▸ **Problem to work on**
Take the line containing "car wheel, listing" and every line after it to the end of the data, and write them out exactly as they appear.

[Collected data]

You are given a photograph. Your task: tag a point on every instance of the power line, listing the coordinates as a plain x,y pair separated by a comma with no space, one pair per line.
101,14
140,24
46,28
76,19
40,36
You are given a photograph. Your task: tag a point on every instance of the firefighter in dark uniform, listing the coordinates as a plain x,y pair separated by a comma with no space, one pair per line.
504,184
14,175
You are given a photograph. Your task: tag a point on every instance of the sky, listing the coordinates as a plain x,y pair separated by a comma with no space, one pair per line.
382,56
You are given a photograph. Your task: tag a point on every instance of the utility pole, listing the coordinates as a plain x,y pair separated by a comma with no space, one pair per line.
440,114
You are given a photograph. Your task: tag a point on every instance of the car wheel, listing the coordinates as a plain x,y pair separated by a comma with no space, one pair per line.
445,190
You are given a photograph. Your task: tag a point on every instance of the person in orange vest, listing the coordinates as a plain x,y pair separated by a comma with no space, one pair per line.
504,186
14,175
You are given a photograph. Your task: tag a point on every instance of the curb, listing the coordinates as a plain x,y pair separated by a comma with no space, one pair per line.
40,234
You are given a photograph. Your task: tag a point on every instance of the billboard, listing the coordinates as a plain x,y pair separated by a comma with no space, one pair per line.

▸ **The completed task**
You are given a photograph. Your task: tag a point on every instance of the car wheel, listing the coordinates as a plain x,y pair separated by a comma with no space, one pair per line.
445,190
You are given a photograph. Your task: tag a point on every instance of the person in orange vest, listing the coordinates as a plain x,y pair separated by a comma with no space, one pair per line.
504,186
14,175
You are given a photograph. Your task: tag a point on every instance of the curb, listing the coordinates as a plain x,y pair separated by a comma with no space, one pair per line.
40,234
You are given a photograph. Your task: tag a point on every instance of the billboard, listing the coordinates as a plain x,y pair separated by a comma with no space, one pair per line.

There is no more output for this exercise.